- _REQUIREMENT_
Copy out the listing below, changing every "spot" to "locate" and keeping the rest the same.

** start of RECORDS SUPPLIED **

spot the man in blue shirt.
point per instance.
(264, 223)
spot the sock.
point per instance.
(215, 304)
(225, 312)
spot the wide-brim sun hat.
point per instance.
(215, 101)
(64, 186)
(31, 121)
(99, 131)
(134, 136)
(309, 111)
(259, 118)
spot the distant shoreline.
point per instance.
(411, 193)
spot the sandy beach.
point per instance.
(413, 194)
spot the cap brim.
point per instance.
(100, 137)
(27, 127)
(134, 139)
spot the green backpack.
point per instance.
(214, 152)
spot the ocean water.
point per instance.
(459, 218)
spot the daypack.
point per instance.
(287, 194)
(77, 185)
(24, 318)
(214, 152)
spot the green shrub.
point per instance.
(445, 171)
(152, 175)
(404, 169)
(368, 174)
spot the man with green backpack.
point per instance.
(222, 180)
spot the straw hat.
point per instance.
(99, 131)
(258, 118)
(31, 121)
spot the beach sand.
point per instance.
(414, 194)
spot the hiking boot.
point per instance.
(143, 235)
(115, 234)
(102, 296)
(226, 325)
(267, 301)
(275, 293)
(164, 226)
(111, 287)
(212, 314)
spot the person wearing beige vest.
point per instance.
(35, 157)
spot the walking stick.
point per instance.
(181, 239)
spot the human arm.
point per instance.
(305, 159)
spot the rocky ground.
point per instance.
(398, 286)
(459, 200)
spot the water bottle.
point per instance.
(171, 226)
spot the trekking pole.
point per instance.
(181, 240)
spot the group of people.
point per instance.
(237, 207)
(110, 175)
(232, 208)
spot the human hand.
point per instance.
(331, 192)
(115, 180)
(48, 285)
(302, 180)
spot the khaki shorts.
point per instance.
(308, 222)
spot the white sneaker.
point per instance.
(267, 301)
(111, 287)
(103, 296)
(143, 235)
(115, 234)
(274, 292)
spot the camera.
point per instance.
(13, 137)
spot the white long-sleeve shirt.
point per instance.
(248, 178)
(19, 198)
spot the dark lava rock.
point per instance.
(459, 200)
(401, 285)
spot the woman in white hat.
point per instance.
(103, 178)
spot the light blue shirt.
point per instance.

** end of RECORDS SUPPLIED **

- _FULL RESPONSE_
locate the man in blue shirt.
point per instance.
(264, 223)
locate the sock.
point per instance.
(215, 304)
(225, 312)
locate the wide-brim sun hat.
point per instance.
(215, 101)
(64, 186)
(31, 121)
(99, 131)
(134, 136)
(309, 111)
(259, 118)
locate the distant shoreline.
point per instance.
(411, 193)
locate the sandy beach.
point per instance.
(413, 194)
locate the cap brim.
point per instance.
(100, 137)
(27, 127)
(134, 139)
locate the green backpack.
point per instance.
(214, 152)
locate the ocean water.
point per instance.
(459, 218)
locate the daypack.
point per instance.
(287, 194)
(77, 185)
(24, 318)
(214, 152)
locate the green shrub.
point per instance.
(445, 171)
(152, 175)
(404, 169)
(368, 174)
locate the man with green backpack.
point per instance.
(222, 180)
locate the straw hat.
point per instance.
(99, 131)
(258, 118)
(31, 121)
locate the beach sand.
point per instance.
(414, 194)
locate the hiking boot.
point per instance.
(143, 235)
(115, 234)
(102, 296)
(226, 325)
(267, 301)
(275, 293)
(164, 226)
(111, 287)
(212, 314)
locate the person wearing beige vest.
point per instance.
(35, 157)
locate the walking stick.
point per instance.
(181, 239)
locate the human arm.
point per instance.
(305, 159)
locate the rocky ground.
point per instance.
(398, 286)
(459, 200)
locate the water bottle.
point per instance.
(171, 226)
locate the trekking pole.
point per instance.
(181, 240)
locate the group of people.
point per instance.
(237, 207)
(110, 175)
(232, 208)
locate the human hand.
point per instance.
(331, 192)
(115, 180)
(48, 285)
(302, 180)
locate the khaki shorts.
point per instance.
(308, 222)
locate the white sneaker.
point per instance.
(267, 301)
(111, 287)
(103, 296)
(143, 235)
(115, 234)
(274, 292)
locate the camera.
point per instance.
(13, 137)
locate the white long-sleeve shirt.
point per instance.
(248, 178)
(19, 198)
locate the dark lava rock.
point per instance.
(459, 200)
(401, 285)
locate the woman in white hat.
point per instance.
(103, 178)
locate the light blue shirt.
point per instance.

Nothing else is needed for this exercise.